→ Task instructions: How many lines in the items below contain the string "locomotive"? Case counts, so reply with the number alone.

+++ Source material +++

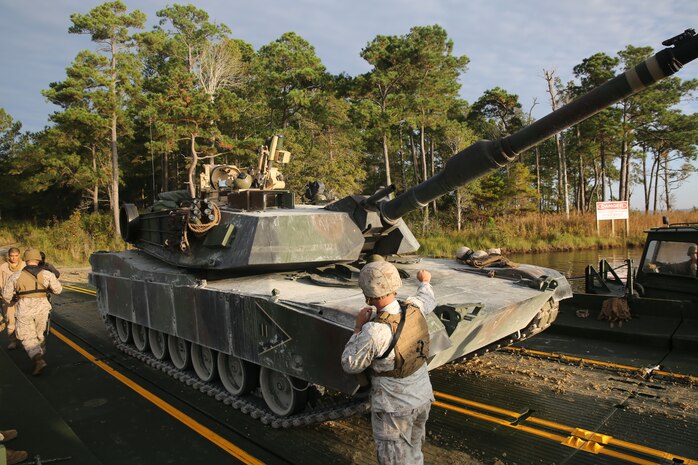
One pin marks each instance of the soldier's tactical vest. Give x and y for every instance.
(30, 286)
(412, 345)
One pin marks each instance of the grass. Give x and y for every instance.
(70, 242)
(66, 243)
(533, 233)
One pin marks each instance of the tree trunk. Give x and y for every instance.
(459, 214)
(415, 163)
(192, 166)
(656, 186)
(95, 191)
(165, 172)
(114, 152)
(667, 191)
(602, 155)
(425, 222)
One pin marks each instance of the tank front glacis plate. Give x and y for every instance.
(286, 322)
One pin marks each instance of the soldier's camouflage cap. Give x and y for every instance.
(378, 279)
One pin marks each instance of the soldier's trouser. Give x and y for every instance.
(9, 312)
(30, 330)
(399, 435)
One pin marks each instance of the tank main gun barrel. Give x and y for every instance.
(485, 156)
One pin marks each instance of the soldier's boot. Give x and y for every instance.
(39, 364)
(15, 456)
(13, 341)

+++
+++ Source material +++

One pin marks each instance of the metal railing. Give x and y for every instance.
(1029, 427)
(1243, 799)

+++
+++ Source material +++

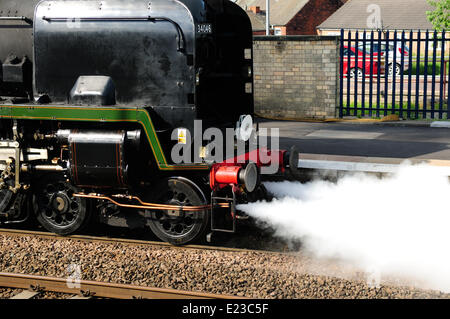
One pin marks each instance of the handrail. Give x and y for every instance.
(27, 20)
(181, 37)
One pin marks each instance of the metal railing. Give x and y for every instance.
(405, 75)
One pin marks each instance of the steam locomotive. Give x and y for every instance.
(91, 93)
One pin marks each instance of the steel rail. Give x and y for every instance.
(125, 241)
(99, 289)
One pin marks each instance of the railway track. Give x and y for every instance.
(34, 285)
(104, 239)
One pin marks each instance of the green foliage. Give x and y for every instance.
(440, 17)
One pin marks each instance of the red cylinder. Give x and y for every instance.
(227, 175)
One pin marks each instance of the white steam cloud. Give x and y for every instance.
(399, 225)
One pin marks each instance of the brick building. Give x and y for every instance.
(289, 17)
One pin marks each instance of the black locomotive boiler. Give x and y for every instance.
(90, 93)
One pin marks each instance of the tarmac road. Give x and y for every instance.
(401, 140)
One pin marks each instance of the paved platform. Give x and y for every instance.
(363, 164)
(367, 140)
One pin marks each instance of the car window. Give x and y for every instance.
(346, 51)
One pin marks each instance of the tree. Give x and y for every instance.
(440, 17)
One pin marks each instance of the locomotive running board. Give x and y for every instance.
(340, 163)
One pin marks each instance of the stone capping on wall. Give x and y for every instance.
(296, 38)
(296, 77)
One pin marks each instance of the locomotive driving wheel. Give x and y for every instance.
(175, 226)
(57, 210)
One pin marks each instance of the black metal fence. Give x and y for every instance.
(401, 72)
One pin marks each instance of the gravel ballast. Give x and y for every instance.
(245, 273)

+++

→ Task solution: 4